▶ [Work order 1] From the class action survey text, reproduce the passage between "2020 Class Action" and "an expected decrease.", inclusive.
▶ [Work order 2] In the class action survey text, what percentage of companies report never having faced a class action lawsuit related to a data breach?
▶ [Work order 3] Pick up the 2020 class action survey text after its last sentence and keep writing it.

▶ [Text provided]

★ ★ ★ ★

2020 Class Action Survey
In 2019, class action spending rose yet again, reaching $2.64 billion. The average number of matters per company increased from 7.8 in 2018 to 10.2 in 2019. Before the COVID-19 pandemic, companies reported that spending and matters were expected to increase again in 2020. In the second quarter of 2020, that expectation has become a reality. Facing a rash of new matters, 70 percent of legal decision-makers now expect an increase in class litigation this year, while virtually none report an expected decrease.
Insurance class actions are on the rise, accounting for 10.7 percent of matters and 14 percent of spending. As in past years, however, the highest percentage of matters and spending are attributable to labor and employment and consumer fraud actions. Labor and employment cases account for 26.9 percent of matters and 26.4 percent of spending. In the past five years, more than two-thirds of companies have faced at least one labor and employment class action, and, in this year’s survey, contractor misclassification and employee data privacy matters emerged as new concerns on the labor and employment front.
The percentage of companies predicting data privacy and security as the next wave of class actions increased from last year’s survey, from 54.3 percent to 58.2 percent. Companies point to new and anticipated state privacy legislation as an area fraught with class action risk. More than three-fourths of companies reported concern about the California Consumer Privacy Act (the CCPA), a data privacy law that went into effect in January 2020. One such survey respondent referred to the CCPA as a ‘walking lawsuit.’ The percentage of companies concerned about exposure resulting from the European Union’s privacy regulation (the GDPR) increased by one-third. The overwhelming majority of companies, 93.8 percent, have not faced a class action lawsuit related to a data breach, and all have a data breach action plan either in place or in the works.

★ ★ ★ ★

▶ [Data below]

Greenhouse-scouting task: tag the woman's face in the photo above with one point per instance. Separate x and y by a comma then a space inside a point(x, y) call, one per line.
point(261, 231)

★ ★ ★ ★

▶ [Exercise result 1]
2020 Class Action Survey
In 2019, class action spending rose yet again, reaching $2.64 billion. The average number of matters per company increased from 7.8 in 2018 to 10.2 in 2019. Before the COVID-19 pandemic, companies reported that spending and matters were expected to increase again in 2020. In the second quarter of 2020, that expectation has become a reality. Facing a rash of new matters, 70 percent of legal decision-makers now expect an increase in class litigation this year, while virtually none report an expected decrease.

▶ [Exercise result 2] 93.8 percent

▶ [Exercise result 3]
The percentage of companies facing class actions categorized as lower exposure matters increased to 63.5 percent, nearly 10 percentage points higher than last year’s survey, and per company, the percentage of lower exposure class actions increased for the first time in three years. Fewer companies were facing actions classified as complex, high-risk, or bet-the-company, with the percentage of companies facing bet-the-company cases declining to 10.6 percent, its lowest level since 2015. Insurance coverage for class litigation decreased this year, with only 22.2 percent of companies reporting that some portion of their class action defense costs were covered by insurance. Companies carrying insurance reported that higher deductibles and various exclusions limited coverage. With respect to staffing, an uptick in in-house resources reported in last year’s survey was partially reversed this year as companies reported going from an average of 4.5 to 4.2 in-house lawyers dedicated to class action defense. Those attorneys spent an average of 12 hours per week managing class actions.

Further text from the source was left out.